=== Selected text ===

Rio Uribe and Jerome Williams – the brains behind one of New York's most exciting streetwear brands – on their Coogi collaboration and making hats for 'The Hunger Games'
For their SS15 offering at New York Fashion Week, Gypsy Sport took over Washington Square Park with a guerrilla show which even featured the park's contortionist dance performers – placing it in strong contrast to the week's flashier productions. Read the report here.
Gypsy Sport sashayed onto New York’s scene at last September’s VFiles’ fashion show, but the brand had already been gaining a steady rep with the city’s stylists, club kids and cutting-edge retail community through wild and witty hats that used basketball nets and karate belts, with phantom peaks and chandelier rims. Cali-born Rio Uribe founded the label in 2012 and now works with Harlem’s Jerome Williams on collections that have become firm favourites in Opening Ceremony stores worldwide. We chatted to them about collaborating with DKNY and Coogi, being repped by Rihanna and A$AP Ferg and working on the next Hunger Games movie.
How did Gypsy Sport get started?

=== Dataset extract ===

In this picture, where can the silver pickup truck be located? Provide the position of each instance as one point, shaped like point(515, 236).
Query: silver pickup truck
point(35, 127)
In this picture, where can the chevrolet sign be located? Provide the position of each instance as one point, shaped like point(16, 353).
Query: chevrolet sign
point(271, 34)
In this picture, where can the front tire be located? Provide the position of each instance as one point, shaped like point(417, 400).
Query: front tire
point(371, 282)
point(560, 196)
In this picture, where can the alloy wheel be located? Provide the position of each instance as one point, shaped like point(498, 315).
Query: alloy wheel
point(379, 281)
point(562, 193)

===

- **Problems**
• A. Reproduce word for word the part of the Gypsy Sport text from "Rio Uribe and" to "the report here.".
• B. Quote exactly the rows from the line with "In this picture, where can the alloy" through the last line of the rows, including both ends.

- **Results**
• A.
Rio Uribe and Jerome Williams – the brains behind one of New York's most exciting streetwear brands – on their Coogi collaboration and making hats for 'The Hunger Games'
For their SS15 offering at New York Fashion Week, Gypsy Sport took over Washington Square Park with a guerrilla show which even featured the park's contortionist dance performers – placing it in strong contrast to the week's flashier productions. Read the report here.

• B.
In this picture, where can the alloy wheel be located? Provide the position of each instance as one point, shaped like point(498, 315).
Query: alloy wheel
point(379, 281)
point(562, 193)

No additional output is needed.